- Task instructions -
Answer these about the deferred compensation plan text:
1. In what two forms are distributions paid?
2. Since what date have employer-matching contributions not been provided for deferred amounts?
3. Which contributions are participants fully vested in?

- Text block -
---

Distributions. Participants who elect to defer compensation under the Deferred Compensation Plan also select when the deferred
amounts will be distributed to them. Distributions may be made in a specific year, or at a time that begins at or after the
participant’s retirement. Distributions are paid in a lump sum or in quarterly installments at the participant’s option. However, if a
participant’s employment ends prior to retirement, a distribution is made promptly in a lump sum or in quarterly installments,
depending on the account balance.
Employer-Matching Contributions and Vesting. Prior to 2004, the Deferred Compensation Plan provided for employer-matching
contributions. Since January 1, 2004, we do not provide employer-matching contributions for amounts deferred under the plan.
Participants are fully vested in their contributions and employer contributions made before 2004.

---

- Data excerpt -
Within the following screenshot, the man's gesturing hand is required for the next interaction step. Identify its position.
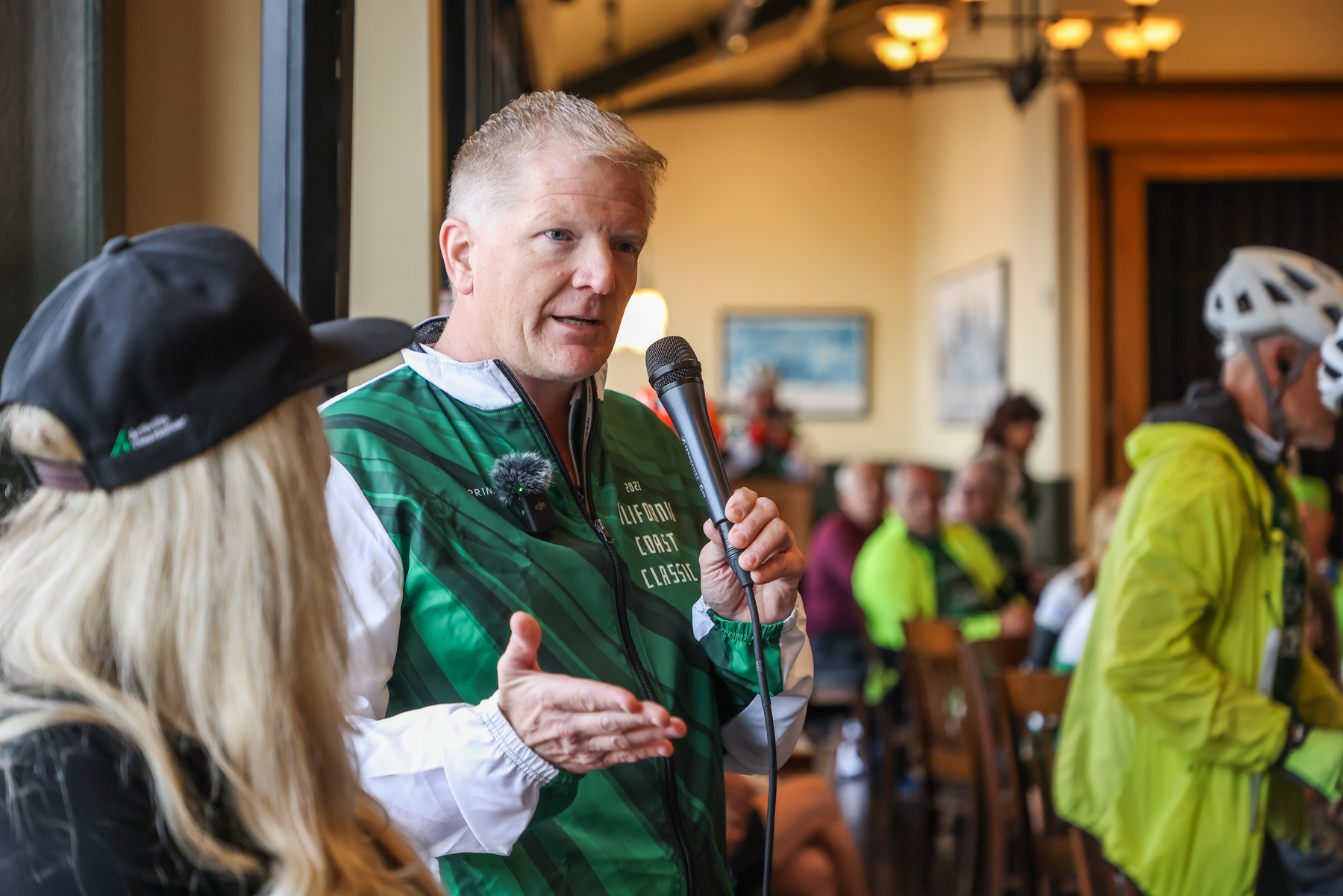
[700,489,803,624]
[498,613,685,774]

---

- Written solution -
1. In a lump sum or in quarterly installments.
2. January 1, 2004.
3. Their own contributions and employer contributions made before 2004.